**Study questions:**
(a) Answer these questions from the essay on how 9/11 will be remembered:
(i) What did the CIA become beginning with 9/11, according to Joseph Wippl?
(ii) Sarah Sherman-Stokes is associate director of which program?
(iii) What societal challenge does the essay name as having surfaced?
(b) Extend the essay on how 9/11 will be remembered, starting after its final sentence.

**Document excerpt:**
####
Joseph Wippl, a Pardee School professor of the practice of international relations and a former Central Intelligence Agency officer expressed that beginning with 9/11, the Central Intelligence Agency (CIA) became more than ever a covert action agency.

Sarah Sherman-Stokes, a Boston University School of Law professor and associate director of LAW’s Immigrants’ Rights and Human Trafficking Program, has shared her perspective that the horrific events of September 11, 2001, forever altered the framework of United States immigration law and policy.

People may or may not have similar sentiments. The best and worst of what America had to showcase were in evidence as a result of the attacks, notwithstanding the wide range of emotions that have arisen since then; outrage, devastation, and hope. However, “the psychology of grieving” and the drumbeat of war soon overshadowed this opportunity for Americans to be drawn into the heart of mankind as a whole and experience the anguish of loss in locations far removed from their sensibilities yet within their military aircraft capability.

How Will This Be Remembered?

What would be the last remnant of 9/11 on its anniversary? Will this be depicted as a picturesque but consequentially irrelevant tragedy or as a pivotal juncture that fundamentally shaped the development of American and global politics? Will future generations view this day as a telling indicator of emerging themes, a politics of playing chess, the starting point for a string of disastrous foreign policy errors, or just a singular incident with only significant long-term effects?

Of course, it is difficult to predict with absolute certainty how 9/11 will be remembered as the years progressed; perhaps all we can say with certainty is that the interpretations made of it will differ depending on who is doing the interpreting. Moreover, the 9/11 attack may be a sentimental tragedy to remember, but this tragedy may also be considered a triumph to some. Americans will view 9/11 differently than Afghans, Iraqis, Saudis, Asians, or Europeans, and it is likely to be little more than a historical footnote for many people all across the world.

When time passes and more recent affairs take the stage, what is prominent in our minds today is frequently unimportant to others. Especially at a time when other societal challenges have surfaced, such as COVID-19, these are questions that will seem to arise. Will 9/11 still be remembered?
####
**Dataset entries:**
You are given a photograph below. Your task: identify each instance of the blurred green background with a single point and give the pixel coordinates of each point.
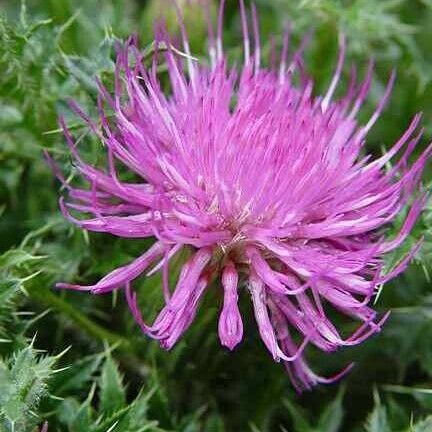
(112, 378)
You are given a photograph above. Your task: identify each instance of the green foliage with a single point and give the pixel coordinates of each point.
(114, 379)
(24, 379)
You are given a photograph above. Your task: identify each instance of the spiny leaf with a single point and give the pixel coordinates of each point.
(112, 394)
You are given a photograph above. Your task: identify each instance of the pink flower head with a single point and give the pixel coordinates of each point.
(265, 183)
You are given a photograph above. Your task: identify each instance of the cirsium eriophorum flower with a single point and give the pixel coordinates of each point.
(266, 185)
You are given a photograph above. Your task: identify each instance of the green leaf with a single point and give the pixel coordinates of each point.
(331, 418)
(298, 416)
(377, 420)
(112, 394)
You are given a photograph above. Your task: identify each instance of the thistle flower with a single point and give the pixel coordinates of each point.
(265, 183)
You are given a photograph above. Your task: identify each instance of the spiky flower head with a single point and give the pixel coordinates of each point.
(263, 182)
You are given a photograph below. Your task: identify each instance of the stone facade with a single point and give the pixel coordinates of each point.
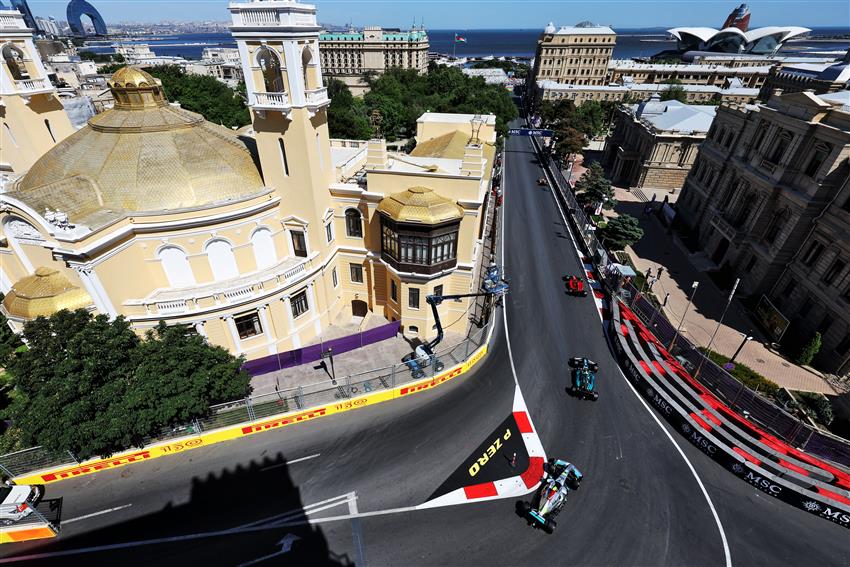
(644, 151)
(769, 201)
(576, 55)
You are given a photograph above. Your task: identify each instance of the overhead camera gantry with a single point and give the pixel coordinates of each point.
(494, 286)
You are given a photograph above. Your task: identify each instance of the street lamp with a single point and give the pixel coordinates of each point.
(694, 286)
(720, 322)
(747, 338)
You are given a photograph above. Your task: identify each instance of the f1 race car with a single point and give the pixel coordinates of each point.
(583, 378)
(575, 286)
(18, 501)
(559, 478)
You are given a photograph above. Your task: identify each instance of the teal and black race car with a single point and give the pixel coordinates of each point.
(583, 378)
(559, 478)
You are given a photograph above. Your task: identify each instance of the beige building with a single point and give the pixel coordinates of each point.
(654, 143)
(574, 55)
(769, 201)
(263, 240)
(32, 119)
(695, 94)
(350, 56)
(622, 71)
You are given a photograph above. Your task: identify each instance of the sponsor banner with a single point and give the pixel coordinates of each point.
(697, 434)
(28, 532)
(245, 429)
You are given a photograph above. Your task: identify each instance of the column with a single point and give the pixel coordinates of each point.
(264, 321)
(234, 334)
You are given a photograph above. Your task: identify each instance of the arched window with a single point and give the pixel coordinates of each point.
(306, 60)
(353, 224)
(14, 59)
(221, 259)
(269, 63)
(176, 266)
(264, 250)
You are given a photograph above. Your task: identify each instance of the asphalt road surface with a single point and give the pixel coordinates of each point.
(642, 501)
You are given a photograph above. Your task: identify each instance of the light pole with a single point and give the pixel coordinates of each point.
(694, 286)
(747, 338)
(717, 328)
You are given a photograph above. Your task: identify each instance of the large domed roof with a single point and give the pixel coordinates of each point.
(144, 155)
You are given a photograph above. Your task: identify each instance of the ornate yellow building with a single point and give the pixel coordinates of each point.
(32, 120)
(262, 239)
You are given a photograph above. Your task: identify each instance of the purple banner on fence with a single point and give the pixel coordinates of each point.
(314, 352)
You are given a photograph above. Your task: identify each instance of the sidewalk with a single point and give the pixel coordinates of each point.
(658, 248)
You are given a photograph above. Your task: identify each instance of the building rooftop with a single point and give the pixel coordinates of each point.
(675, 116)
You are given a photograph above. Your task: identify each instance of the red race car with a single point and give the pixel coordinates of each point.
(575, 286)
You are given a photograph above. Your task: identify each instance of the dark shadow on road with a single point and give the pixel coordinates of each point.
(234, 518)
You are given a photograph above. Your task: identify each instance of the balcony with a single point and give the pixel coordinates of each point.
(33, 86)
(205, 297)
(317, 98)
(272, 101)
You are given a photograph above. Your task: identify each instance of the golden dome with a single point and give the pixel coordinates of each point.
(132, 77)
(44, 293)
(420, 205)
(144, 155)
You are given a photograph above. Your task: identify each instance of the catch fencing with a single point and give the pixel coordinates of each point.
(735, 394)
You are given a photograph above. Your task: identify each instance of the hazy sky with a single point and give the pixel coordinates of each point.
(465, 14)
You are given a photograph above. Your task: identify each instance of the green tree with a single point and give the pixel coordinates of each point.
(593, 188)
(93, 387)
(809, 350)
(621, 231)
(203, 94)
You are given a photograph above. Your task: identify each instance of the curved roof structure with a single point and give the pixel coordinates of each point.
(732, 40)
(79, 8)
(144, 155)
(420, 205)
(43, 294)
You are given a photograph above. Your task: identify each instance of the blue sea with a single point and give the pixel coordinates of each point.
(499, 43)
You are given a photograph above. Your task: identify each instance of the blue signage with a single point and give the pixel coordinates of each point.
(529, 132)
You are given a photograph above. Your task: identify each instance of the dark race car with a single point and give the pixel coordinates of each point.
####
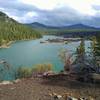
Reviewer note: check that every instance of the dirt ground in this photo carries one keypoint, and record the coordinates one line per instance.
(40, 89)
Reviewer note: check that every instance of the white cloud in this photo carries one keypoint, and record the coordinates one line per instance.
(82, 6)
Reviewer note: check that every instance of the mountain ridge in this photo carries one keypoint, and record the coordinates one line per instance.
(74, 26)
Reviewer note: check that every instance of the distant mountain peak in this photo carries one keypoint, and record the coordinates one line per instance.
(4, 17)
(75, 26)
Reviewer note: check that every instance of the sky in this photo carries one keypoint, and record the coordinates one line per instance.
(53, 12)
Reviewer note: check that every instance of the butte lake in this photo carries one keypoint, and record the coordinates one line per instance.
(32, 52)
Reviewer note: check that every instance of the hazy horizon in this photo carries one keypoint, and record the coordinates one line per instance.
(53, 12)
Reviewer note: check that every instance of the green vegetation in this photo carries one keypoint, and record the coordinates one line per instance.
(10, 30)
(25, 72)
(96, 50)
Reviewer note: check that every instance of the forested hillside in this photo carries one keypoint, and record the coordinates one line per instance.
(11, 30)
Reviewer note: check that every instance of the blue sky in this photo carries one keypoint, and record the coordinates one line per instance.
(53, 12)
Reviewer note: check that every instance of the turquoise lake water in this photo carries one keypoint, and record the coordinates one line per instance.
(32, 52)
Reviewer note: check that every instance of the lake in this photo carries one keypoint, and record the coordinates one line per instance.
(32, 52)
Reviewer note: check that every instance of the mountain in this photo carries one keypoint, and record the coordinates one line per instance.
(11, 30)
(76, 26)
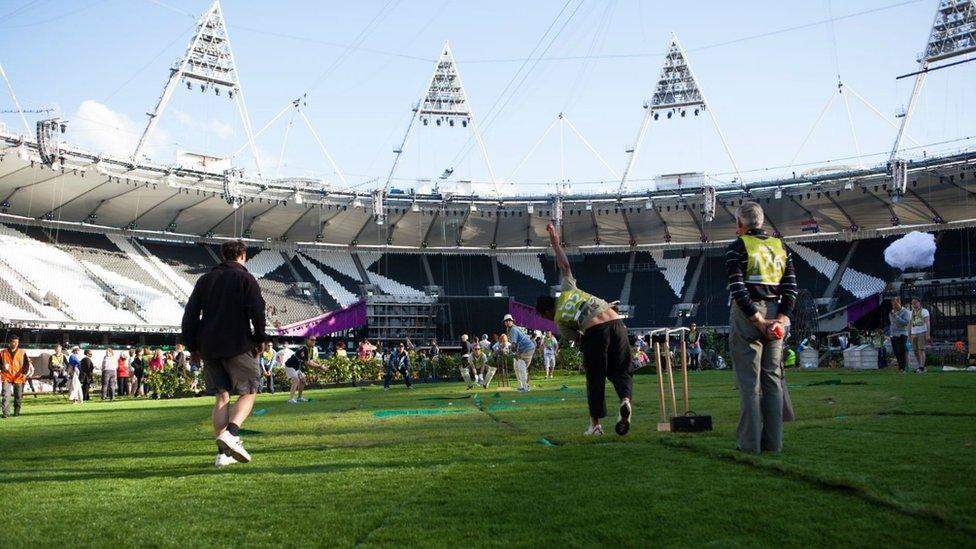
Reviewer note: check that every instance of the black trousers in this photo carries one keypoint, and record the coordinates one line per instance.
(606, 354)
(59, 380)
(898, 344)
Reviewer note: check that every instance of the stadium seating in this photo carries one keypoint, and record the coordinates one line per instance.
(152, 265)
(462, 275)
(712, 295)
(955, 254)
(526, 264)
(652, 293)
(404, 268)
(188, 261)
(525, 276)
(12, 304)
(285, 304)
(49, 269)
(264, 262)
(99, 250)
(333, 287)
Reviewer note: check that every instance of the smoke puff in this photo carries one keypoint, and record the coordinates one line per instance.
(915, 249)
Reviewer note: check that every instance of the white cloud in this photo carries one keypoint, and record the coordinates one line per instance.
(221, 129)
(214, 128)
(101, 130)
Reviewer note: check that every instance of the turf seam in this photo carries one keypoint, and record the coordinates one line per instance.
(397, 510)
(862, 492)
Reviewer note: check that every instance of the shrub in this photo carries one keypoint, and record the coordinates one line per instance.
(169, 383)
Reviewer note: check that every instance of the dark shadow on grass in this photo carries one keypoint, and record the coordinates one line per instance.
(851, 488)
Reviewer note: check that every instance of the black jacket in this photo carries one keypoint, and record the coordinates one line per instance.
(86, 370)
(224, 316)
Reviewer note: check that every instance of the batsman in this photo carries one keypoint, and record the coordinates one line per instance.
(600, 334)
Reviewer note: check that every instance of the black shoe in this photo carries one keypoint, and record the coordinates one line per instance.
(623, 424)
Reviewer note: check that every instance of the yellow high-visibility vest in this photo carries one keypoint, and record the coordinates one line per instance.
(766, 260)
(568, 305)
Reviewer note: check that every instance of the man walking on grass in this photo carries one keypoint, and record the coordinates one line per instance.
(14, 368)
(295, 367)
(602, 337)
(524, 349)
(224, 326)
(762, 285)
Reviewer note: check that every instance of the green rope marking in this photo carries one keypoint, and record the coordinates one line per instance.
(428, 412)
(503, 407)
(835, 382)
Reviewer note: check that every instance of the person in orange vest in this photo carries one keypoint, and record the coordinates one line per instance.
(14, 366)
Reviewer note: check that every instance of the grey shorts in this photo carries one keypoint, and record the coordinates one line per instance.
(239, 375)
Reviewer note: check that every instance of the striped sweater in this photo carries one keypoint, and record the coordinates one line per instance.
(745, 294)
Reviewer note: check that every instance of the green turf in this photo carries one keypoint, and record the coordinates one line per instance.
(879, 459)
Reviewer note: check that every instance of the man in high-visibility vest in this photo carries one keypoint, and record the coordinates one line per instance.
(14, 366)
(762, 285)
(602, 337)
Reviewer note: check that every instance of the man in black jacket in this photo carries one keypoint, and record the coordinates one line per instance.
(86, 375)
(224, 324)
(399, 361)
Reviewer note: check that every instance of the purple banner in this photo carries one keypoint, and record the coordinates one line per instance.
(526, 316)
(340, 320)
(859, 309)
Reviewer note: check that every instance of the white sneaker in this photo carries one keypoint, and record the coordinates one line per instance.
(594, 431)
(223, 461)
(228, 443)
####
**Outputs for the tasks:**
(a)
(i) More than ever a covert action agency.
(ii) LAW's Immigrants' Rights and Human Trafficking Program.
(iii) COVID-19.

(b)
Furthermore, one of the most crucial lessons I’ve learned over the years as a Filipino counterterrorism practitioner is that the United States’ decisions and actions have a great impact on how the rest of the world views them: a powerhouse ally or an enemy. Furthermore, I observed a great deal of unity in the wake of 9/11, which shows that the bonds that unite Americans are stronger than any efforts to sever them.

May We Never Forget

Personally, I have worked with and for America. I was a counter-terrorism intern at American Counterterrorism Targeting & Resilience Institute, a qualifier at Terrorism Research and Analysis Consortium, and am now a fellow at Rise to Peace, Middle East Forum, and Pacific Forum. During the 9/11 attacks, I was still a year-old baby and had absolutely nothing to do in these fields.

But today, as a third-year political science student in the Philippines, I am one of the few Filipinos who devote their time to studying, writing, and researching global terrorism. I’m not doing this because I have a thorough understanding of what happened on September 11, 2001, but rather because I genuinely believe that we can contribute significantly to the development of a better and wiser counterterrorism response, even in the smallest way, through constructive and research-based discussion and a productive and exchange of conversations.

Although we are aware of the lapses and loopholes in the aftermath of 9/11, we should be proud of the significant steps we have taken together, particularly in the fields of research, counterterrorism, law enforcement, and intelligence. Moving forward, I hope that the lessons learned during 9/11 will serve as a wake-up call to the United States about its decisions and their global consequences as a hegemonic actor in global politics. As we mourn the victims of the 9/11 terrorist attacks and mark their 21st anniversary, may we always be reminded to never forget.